• _Exercise description_:
Can you quote verbatim the lines of the records below, from the line with "the player's outstretched" to the line with "[(265, 194), (278, 169)]", including both of those lines?

• _Given records_:
━━━━
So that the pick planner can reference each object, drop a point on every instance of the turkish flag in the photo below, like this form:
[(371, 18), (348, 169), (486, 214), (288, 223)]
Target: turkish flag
━━━━
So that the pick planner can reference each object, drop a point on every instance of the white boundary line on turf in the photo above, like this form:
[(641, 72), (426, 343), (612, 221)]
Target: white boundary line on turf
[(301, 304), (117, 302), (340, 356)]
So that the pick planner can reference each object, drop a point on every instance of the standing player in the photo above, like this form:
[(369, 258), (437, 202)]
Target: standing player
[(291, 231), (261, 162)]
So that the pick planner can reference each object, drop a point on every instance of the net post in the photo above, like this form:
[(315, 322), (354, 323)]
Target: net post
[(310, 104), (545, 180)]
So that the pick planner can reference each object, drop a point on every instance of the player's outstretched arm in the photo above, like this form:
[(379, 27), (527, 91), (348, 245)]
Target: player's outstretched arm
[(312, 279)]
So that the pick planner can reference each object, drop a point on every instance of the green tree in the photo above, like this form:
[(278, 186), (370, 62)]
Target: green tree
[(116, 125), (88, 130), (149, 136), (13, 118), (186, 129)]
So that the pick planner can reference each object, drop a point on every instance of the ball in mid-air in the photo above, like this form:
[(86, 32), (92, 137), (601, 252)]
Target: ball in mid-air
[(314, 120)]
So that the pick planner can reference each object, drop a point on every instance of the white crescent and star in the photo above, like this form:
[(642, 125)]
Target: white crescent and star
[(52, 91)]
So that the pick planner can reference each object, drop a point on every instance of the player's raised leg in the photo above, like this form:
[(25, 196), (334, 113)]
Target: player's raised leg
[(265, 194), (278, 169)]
━━━━
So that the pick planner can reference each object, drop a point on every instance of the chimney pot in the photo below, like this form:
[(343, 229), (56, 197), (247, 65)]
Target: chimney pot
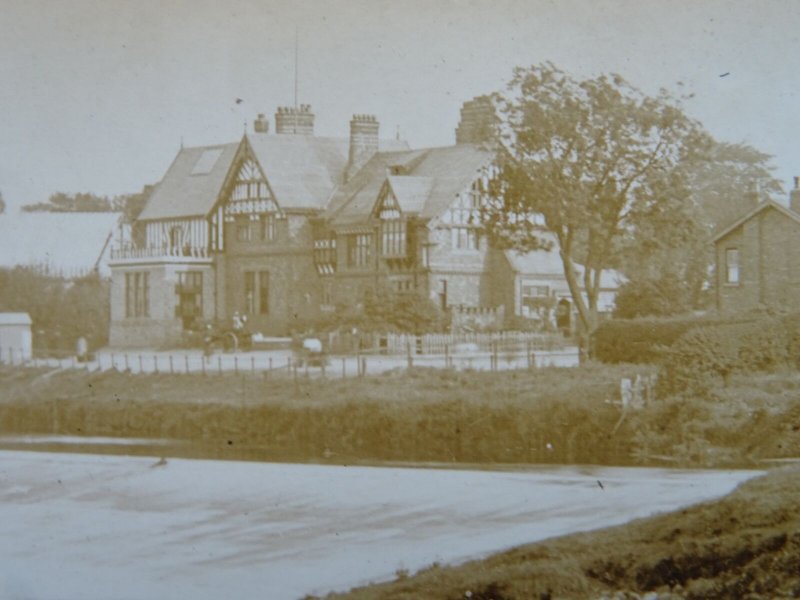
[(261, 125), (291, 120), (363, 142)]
━━━━
• _Completed exercise_:
So that the pick planner can reference each object, drop a point on every instance of the player's outstretched arm in the photo above, like this form:
[(379, 27), (527, 91), (348, 245)]
Target: player's outstretched arm
[(312, 279)]
So that the pick planner can reference each object, drop a point on every instance of the green tree in the photo above, like this form:
[(278, 186), (370, 62)]
Target: green tree
[(116, 125), (88, 130), (149, 136), (13, 118), (186, 129)]
So that the pick planner can reference each object, drop a point on every instance of the ball in mid-air in the photo above, like this form:
[(86, 32), (92, 137), (601, 252)]
Target: ball in mid-air
[(314, 120)]
So that the pick planner can reference each object, drop a point on every instance of the white crescent and star in the photo above, like this form:
[(642, 125)]
Target: white crescent and star
[(52, 91)]
So that the pick planner can reference each object, drop a point on every instance of the player's raised leg in the photo above, like this form:
[(25, 196), (334, 113)]
Target: player's raised leg
[(265, 194), (278, 169)]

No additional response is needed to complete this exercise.